## Bounding box annotation entries
────────

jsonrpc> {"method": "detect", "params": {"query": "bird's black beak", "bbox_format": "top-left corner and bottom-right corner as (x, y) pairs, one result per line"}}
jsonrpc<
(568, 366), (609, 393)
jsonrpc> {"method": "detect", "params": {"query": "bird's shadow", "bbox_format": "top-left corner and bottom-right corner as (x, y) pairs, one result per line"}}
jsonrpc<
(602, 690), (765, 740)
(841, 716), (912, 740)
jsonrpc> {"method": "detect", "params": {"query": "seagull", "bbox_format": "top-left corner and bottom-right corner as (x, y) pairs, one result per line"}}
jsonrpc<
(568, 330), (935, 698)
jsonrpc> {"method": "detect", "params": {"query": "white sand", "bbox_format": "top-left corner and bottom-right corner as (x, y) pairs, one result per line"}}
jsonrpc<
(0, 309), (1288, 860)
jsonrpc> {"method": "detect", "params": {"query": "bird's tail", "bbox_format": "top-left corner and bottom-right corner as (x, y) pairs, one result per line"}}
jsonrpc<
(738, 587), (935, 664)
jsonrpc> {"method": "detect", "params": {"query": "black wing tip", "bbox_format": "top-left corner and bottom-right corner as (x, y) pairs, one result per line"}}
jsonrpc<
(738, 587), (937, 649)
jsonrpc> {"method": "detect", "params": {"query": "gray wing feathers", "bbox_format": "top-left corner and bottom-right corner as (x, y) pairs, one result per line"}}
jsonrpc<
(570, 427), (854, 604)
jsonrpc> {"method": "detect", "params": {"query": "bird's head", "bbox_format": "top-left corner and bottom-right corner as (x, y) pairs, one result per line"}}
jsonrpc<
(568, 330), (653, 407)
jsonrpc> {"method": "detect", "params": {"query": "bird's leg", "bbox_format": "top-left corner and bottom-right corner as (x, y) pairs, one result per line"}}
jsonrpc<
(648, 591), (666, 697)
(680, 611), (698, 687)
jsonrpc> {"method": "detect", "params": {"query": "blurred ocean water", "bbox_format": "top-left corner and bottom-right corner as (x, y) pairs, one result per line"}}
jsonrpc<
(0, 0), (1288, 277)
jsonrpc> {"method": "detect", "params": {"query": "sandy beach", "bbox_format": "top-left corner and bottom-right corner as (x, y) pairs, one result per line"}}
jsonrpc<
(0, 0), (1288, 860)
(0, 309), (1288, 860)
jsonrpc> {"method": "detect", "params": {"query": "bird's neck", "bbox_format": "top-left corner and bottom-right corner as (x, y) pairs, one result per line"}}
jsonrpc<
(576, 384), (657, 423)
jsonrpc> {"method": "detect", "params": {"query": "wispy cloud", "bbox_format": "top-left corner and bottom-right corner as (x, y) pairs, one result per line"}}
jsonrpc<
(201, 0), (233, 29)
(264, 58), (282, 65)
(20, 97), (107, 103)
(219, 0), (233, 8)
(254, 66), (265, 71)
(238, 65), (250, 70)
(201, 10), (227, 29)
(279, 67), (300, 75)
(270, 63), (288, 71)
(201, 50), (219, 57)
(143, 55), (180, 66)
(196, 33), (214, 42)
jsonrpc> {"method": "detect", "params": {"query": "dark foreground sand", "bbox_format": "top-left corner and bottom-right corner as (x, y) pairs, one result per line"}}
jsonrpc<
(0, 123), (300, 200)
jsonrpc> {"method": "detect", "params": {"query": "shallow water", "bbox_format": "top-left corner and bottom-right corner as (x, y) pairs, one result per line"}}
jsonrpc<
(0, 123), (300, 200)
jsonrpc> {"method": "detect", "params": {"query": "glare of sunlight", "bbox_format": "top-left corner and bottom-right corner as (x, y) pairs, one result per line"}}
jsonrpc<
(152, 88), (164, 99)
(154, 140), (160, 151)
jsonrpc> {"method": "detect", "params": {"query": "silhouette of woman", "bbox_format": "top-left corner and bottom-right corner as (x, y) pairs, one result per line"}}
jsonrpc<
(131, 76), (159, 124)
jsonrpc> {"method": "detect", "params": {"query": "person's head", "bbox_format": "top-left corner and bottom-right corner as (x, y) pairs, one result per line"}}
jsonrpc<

────────

## Work to be completed
Retype the entries above from the start through the line containing "(841, 716), (912, 740)", inclusive.

## The solution
jsonrpc> {"method": "detect", "params": {"query": "bird's black beak", "bbox_format": "top-left corner and bottom-right corner as (x, y) pairs, one result per line"}}
jsonrpc<
(568, 366), (609, 393)
jsonrpc> {"method": "detect", "params": {"query": "bird's shadow", "bbox_format": "top-left corner and bottom-right corner as (x, y) pairs, one result per line"}}
jsonrpc<
(602, 690), (765, 740)
(841, 716), (912, 740)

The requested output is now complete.